### [Exercise task]
Can you render the lines of the records from the line with "Place one keypoint on each instance of the distant" through the end of the records as a JSON list of strings, one string per line, leaving out blank lines?
## Start
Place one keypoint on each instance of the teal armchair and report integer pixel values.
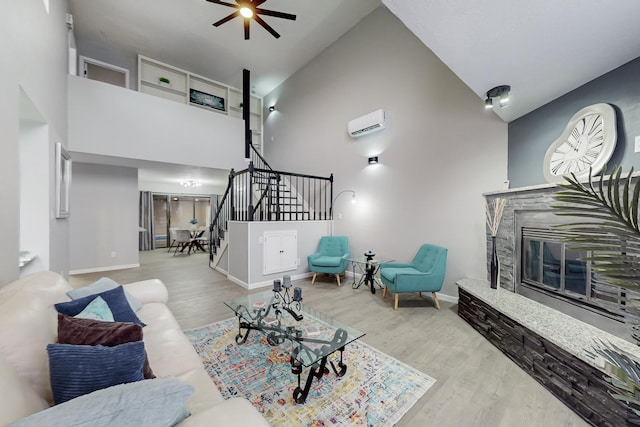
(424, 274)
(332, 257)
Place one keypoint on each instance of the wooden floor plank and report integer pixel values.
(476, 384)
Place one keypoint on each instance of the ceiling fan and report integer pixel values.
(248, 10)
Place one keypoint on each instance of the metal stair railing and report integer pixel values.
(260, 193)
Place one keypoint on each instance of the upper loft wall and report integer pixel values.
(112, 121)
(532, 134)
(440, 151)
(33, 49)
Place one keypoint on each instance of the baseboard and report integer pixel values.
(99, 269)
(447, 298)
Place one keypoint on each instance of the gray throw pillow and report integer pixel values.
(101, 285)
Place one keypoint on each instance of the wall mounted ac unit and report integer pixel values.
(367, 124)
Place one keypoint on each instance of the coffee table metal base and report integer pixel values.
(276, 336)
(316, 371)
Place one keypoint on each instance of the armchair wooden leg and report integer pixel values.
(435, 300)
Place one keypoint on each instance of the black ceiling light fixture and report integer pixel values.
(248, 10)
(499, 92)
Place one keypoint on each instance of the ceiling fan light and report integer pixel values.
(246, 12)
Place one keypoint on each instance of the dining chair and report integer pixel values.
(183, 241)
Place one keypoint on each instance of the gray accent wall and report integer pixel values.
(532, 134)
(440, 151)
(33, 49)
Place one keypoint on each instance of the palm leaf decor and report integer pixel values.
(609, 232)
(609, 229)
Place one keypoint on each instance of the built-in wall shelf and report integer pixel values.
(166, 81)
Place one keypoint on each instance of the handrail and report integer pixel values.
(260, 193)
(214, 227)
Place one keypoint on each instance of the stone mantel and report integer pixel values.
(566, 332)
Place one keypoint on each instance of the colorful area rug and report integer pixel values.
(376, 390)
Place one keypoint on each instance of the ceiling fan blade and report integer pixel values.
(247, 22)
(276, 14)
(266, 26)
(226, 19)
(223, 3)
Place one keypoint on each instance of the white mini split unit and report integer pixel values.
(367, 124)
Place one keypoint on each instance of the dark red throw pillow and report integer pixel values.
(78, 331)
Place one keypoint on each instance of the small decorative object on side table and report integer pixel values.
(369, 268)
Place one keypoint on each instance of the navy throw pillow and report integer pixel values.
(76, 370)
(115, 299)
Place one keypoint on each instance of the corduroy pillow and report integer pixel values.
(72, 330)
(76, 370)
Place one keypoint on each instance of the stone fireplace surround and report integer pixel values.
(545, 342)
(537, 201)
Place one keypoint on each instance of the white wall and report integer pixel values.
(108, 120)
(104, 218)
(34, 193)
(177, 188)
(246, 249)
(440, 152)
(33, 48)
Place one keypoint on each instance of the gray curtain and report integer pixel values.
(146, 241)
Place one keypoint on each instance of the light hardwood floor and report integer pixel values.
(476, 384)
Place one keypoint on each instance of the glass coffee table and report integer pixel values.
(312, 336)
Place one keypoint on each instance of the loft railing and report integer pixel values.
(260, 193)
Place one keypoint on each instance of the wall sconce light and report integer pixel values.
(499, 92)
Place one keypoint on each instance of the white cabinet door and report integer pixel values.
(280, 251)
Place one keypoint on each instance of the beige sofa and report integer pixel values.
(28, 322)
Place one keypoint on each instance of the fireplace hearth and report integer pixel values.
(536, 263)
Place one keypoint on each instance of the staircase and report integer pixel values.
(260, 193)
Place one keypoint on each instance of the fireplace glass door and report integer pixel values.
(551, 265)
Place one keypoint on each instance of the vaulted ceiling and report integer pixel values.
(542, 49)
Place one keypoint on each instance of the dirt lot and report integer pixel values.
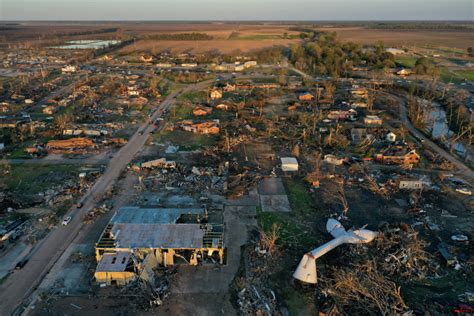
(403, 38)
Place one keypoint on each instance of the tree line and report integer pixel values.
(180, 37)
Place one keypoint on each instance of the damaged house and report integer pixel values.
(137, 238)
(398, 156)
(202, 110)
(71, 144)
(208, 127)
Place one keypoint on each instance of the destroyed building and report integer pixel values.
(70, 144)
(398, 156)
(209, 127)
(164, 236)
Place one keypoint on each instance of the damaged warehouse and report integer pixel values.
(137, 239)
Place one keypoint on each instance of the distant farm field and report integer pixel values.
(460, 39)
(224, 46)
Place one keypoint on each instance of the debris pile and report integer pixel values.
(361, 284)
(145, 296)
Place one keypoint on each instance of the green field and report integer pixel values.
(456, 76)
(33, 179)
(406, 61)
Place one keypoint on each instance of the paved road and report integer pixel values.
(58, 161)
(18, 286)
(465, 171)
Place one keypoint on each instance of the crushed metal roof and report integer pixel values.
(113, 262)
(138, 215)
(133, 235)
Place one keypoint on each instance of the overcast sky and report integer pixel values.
## End
### [Output below]
[
  "Place one keypoint on each instance of the distant farm field and report integer pixel values.",
  "(460, 39)",
  "(224, 46)",
  "Place one keypoint on each instance of the debris pile and report integer pixel values.",
  "(361, 284)",
  "(145, 296)",
  "Place one keypoint on each instance of the green field and report integer pixel values.",
  "(456, 76)",
  "(33, 179)",
  "(406, 61)",
  "Place one keypoint on each instance of the paved road and report integer pixel values.",
  "(58, 161)",
  "(18, 286)",
  "(465, 171)",
  "Place one keypoint on each instance of the crushed metal roof and report integer pixel values.",
  "(113, 262)",
  "(138, 215)",
  "(133, 235)",
  "Place one keypoint on each instance of the overcast sky and report integer pixel values."
]